(Dataset items)
#####

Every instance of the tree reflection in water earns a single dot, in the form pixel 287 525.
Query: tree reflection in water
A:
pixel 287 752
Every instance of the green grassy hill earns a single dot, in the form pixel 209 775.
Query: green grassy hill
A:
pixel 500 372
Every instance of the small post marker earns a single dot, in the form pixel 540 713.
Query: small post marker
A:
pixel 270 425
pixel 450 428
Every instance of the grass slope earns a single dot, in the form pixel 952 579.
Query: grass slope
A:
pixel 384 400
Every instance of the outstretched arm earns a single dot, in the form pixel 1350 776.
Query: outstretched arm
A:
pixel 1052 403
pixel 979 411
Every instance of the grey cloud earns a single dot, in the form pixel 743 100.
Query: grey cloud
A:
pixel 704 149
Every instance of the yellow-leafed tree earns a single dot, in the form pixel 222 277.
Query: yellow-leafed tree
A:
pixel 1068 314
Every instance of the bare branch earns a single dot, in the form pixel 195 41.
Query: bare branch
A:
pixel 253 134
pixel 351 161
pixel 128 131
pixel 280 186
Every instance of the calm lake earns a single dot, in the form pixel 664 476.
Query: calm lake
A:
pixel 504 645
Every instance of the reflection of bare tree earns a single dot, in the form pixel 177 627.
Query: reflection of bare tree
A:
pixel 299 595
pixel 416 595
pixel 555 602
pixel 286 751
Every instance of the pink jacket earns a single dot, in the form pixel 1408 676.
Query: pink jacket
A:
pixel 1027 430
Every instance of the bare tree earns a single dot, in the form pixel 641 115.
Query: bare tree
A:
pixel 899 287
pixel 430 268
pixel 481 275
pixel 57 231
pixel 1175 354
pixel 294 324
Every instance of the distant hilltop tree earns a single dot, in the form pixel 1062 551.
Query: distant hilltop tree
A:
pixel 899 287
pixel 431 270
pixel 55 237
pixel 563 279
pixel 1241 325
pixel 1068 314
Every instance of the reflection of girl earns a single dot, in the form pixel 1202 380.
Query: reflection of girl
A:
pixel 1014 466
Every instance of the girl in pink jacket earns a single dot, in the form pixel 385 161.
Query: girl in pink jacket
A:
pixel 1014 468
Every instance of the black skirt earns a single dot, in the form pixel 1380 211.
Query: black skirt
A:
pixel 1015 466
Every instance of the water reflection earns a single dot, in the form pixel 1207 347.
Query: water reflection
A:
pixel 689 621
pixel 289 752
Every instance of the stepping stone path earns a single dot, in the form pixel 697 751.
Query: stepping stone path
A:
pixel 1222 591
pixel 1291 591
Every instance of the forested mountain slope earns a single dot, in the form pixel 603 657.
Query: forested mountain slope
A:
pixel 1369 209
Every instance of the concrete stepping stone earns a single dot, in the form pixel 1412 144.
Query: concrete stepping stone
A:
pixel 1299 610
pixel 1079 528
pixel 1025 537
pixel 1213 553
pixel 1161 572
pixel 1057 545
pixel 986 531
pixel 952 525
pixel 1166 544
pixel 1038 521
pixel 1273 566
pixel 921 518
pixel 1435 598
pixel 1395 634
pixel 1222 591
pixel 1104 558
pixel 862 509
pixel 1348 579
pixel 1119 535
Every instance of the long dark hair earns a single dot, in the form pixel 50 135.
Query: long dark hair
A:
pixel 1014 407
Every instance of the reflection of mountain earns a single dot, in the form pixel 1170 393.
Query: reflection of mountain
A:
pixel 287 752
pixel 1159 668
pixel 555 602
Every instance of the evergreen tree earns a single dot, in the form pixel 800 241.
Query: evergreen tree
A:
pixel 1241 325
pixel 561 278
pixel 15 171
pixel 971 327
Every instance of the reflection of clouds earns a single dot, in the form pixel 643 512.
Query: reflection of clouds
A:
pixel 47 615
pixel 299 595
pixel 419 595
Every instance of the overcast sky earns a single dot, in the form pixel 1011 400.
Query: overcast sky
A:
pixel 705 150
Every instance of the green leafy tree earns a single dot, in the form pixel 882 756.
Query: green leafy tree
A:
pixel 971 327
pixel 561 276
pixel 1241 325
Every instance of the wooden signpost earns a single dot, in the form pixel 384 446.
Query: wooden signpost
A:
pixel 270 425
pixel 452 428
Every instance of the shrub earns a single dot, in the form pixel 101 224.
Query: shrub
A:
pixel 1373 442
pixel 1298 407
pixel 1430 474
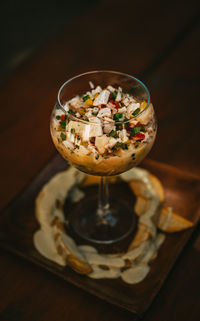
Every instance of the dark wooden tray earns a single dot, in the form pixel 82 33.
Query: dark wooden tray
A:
pixel 18 223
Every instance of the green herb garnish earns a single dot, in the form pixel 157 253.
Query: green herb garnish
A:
pixel 136 112
pixel 124 146
pixel 86 97
pixel 70 111
pixel 117 116
pixel 114 134
pixel 63 136
pixel 63 124
pixel 113 96
pixel 117 146
pixel 135 130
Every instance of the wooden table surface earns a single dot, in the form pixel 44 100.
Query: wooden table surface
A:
pixel 158 41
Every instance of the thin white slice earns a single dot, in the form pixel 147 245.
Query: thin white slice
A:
pixel 135 274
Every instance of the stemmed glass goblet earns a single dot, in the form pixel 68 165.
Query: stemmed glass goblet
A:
pixel 84 142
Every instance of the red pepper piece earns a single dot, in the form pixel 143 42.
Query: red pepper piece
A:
pixel 62 117
pixel 115 103
pixel 139 136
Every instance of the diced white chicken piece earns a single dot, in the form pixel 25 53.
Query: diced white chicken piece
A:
pixel 68 144
pixel 94 120
pixel 112 107
pixel 108 127
pixel 119 96
pixel 123 135
pixel 111 88
pixel 91 148
pixel 125 101
pixel 85 131
pixel 97 90
pixel 75 102
pixel 95 110
pixel 108 120
pixel 66 106
pixel 104 112
pixel 70 137
pixel 112 141
pixel 59 112
pixel 102 98
pixel 133 122
pixel 131 107
pixel 146 115
pixel 83 150
pixel 91 84
pixel 101 142
pixel 122 110
pixel 88 113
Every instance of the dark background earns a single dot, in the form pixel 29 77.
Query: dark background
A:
pixel 43 43
pixel 26 25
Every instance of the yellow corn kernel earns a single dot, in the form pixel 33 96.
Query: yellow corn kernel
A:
pixel 89 102
pixel 143 104
pixel 81 111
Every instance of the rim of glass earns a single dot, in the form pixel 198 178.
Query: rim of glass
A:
pixel 105 71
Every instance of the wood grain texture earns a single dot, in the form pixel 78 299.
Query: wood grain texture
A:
pixel 18 224
pixel 158 40
pixel 29 95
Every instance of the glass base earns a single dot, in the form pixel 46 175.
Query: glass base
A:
pixel 109 233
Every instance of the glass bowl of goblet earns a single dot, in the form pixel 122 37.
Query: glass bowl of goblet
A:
pixel 87 144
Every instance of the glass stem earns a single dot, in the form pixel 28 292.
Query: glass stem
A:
pixel 103 198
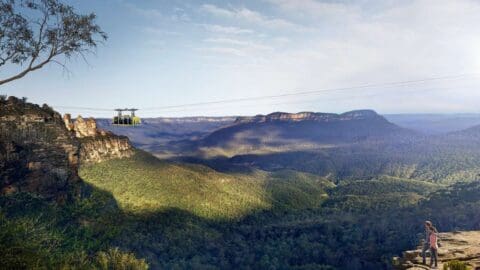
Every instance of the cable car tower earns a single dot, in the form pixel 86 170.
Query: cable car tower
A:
pixel 126 119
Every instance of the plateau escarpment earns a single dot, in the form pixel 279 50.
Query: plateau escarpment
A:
pixel 40 152
pixel 280 132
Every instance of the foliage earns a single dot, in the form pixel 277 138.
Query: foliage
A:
pixel 281 220
pixel 201 190
pixel 455 265
pixel 36 32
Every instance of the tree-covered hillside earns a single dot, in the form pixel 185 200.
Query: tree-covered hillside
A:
pixel 179 216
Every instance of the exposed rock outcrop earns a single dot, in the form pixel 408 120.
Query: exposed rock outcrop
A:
pixel 309 116
pixel 85 128
pixel 98 145
pixel 40 151
pixel 463 246
pixel 37 153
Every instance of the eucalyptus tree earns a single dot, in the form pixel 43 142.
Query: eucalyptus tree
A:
pixel 34 33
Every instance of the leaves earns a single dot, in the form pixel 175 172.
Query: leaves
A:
pixel 36 32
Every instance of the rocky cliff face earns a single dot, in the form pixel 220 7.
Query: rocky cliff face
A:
pixel 97 145
pixel 309 116
pixel 37 153
pixel 460 246
pixel 40 152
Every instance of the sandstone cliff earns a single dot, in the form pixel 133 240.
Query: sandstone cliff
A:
pixel 462 246
pixel 37 153
pixel 97 145
pixel 40 151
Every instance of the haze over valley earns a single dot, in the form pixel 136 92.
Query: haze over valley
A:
pixel 270 134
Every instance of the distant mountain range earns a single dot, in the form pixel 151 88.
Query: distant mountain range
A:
pixel 304 129
pixel 431 124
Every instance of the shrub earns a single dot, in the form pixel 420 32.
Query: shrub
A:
pixel 455 265
pixel 116 259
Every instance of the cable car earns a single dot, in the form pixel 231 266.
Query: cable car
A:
pixel 126 119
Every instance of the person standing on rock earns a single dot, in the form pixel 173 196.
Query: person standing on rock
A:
pixel 426 243
pixel 433 246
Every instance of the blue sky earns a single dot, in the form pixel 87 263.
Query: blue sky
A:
pixel 164 53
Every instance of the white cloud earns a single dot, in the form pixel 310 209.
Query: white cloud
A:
pixel 226 29
pixel 250 16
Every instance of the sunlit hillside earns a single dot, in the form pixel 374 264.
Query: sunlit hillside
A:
pixel 144 183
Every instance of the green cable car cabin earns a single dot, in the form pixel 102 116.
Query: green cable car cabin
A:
pixel 126 119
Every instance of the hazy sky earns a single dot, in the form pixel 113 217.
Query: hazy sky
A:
pixel 164 53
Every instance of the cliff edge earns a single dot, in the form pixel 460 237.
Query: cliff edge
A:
pixel 463 246
pixel 41 151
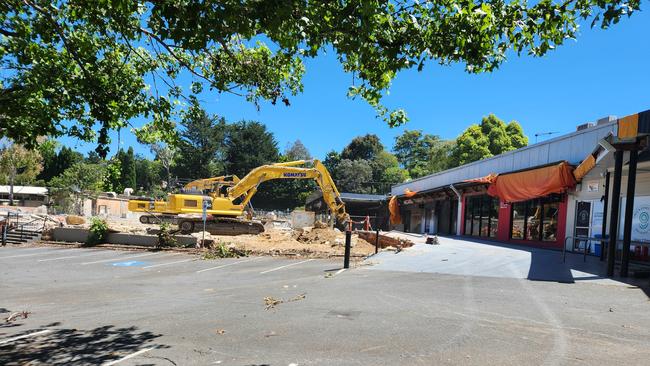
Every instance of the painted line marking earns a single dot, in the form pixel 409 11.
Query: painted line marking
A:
pixel 118 258
pixel 166 264
pixel 288 265
pixel 73 256
pixel 226 265
pixel 129 356
pixel 32 254
pixel 26 336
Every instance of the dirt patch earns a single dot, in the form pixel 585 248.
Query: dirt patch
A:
pixel 311 243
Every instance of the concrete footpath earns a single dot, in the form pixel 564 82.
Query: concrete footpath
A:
pixel 492 259
pixel 106 307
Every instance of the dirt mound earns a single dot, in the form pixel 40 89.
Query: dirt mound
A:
pixel 318 236
pixel 311 243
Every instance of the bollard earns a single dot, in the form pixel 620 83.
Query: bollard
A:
pixel 348 242
pixel 377 241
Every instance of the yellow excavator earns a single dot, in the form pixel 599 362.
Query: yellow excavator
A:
pixel 226 198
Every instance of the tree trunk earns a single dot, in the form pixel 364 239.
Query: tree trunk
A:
pixel 12 177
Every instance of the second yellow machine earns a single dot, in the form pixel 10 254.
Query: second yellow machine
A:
pixel 226 198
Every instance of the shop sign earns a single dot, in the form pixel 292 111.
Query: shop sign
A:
pixel 593 186
pixel 641 223
pixel 640 218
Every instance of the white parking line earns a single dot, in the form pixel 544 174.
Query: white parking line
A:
pixel 166 264
pixel 226 265
pixel 129 356
pixel 74 256
pixel 25 336
pixel 33 254
pixel 118 258
pixel 288 265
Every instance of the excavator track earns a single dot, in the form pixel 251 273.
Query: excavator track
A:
pixel 215 225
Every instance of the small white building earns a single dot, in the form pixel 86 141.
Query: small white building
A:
pixel 25 196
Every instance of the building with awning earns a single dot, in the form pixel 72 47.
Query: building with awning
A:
pixel 537 195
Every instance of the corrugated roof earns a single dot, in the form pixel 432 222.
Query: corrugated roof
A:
pixel 345 196
pixel 41 191
pixel 572 147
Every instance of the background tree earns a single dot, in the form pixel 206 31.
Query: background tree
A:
pixel 386 172
pixel 363 147
pixel 18 165
pixel 73 62
pixel 200 144
pixel 353 176
pixel 127 170
pixel 249 144
pixel 148 176
pixel 113 175
pixel 332 159
pixel 489 138
pixel 365 150
pixel 54 163
pixel 165 155
pixel 421 154
pixel 82 180
pixel 297 151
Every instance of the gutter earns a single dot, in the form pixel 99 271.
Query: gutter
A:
pixel 458 210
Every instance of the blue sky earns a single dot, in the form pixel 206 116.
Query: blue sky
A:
pixel 603 72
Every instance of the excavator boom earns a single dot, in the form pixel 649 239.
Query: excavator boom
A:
pixel 226 197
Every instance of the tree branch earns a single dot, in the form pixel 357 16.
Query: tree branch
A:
pixel 58 29
pixel 174 55
pixel 8 33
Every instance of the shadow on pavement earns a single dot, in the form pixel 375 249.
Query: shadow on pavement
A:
pixel 76 347
pixel 548 265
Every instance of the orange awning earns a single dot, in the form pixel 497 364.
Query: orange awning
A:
pixel 488 179
pixel 409 193
pixel 393 208
pixel 584 167
pixel 533 183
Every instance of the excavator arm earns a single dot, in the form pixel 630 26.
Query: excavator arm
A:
pixel 248 185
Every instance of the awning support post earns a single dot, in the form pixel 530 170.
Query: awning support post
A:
pixel 603 233
pixel 629 210
pixel 613 221
pixel 458 210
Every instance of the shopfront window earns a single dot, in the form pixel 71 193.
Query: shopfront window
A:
pixel 518 220
pixel 535 220
pixel 549 228
pixel 481 216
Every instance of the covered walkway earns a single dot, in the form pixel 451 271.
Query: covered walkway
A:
pixel 471 257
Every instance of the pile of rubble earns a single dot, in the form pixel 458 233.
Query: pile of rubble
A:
pixel 311 242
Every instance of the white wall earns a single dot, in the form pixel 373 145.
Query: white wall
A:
pixel 642 188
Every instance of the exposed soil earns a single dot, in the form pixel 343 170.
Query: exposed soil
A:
pixel 321 243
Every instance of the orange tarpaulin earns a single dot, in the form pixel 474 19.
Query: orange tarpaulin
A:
pixel 409 193
pixel 584 167
pixel 393 208
pixel 488 179
pixel 533 183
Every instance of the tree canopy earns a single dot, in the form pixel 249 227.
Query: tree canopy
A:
pixel 79 70
pixel 201 143
pixel 421 154
pixel 489 138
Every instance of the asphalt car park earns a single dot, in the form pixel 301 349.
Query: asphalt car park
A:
pixel 100 306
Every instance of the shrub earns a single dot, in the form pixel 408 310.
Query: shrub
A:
pixel 223 251
pixel 165 238
pixel 98 231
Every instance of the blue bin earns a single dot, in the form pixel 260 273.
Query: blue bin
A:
pixel 597 247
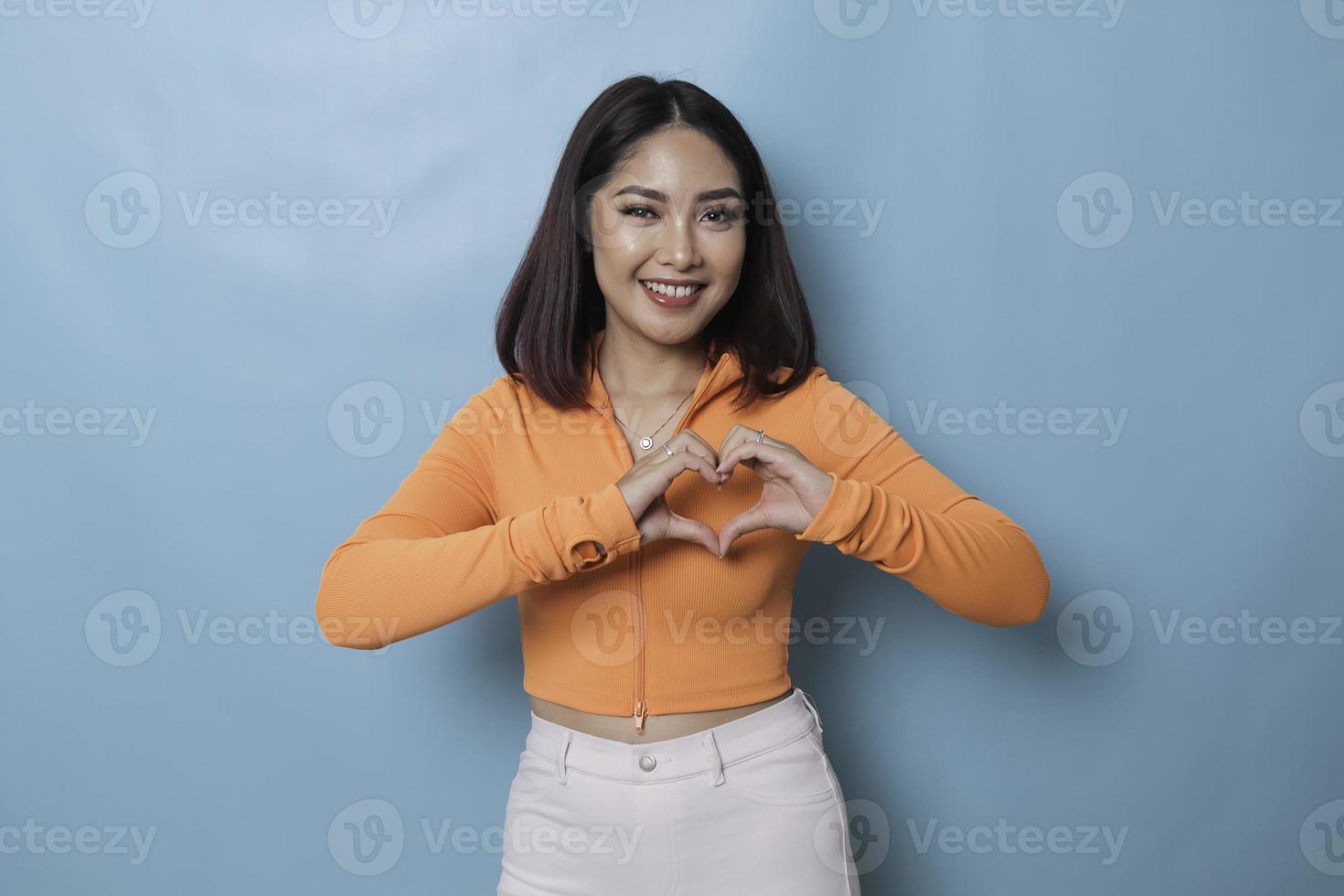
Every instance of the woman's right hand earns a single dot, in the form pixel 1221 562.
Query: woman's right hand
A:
pixel 645 484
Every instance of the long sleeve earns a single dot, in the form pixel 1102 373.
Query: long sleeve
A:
pixel 436 551
pixel 892 508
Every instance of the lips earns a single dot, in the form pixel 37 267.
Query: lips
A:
pixel 669 295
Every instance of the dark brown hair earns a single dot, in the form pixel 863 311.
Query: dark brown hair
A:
pixel 554 300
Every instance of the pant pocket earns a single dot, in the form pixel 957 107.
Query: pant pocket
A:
pixel 535 778
pixel 795 773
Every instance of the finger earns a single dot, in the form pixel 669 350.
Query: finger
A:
pixel 746 521
pixel 682 461
pixel 688 529
pixel 694 443
pixel 735 435
pixel 750 452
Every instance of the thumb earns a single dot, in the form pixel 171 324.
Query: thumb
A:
pixel 746 521
pixel 688 529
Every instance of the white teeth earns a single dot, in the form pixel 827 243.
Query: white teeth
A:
pixel 675 292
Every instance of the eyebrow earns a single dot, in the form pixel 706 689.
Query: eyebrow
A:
pixel 709 195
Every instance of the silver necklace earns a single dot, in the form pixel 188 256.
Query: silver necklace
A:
pixel 646 441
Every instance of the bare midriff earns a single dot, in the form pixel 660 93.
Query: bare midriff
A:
pixel 656 727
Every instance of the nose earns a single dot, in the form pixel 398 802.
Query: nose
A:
pixel 677 243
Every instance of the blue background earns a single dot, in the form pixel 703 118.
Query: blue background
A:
pixel 1221 495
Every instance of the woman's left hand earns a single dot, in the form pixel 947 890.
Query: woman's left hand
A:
pixel 794 489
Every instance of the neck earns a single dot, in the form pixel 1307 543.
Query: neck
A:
pixel 637 367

#####

Copy each line from the data that features the string "piece".

Every instance of the red pepper piece earns a single dot, in the form pixel 143 42.
Query: red pepper piece
Every instance of the diced white chicken piece earns a single dot, in the form pixel 25 53.
Query: diced white chicken piece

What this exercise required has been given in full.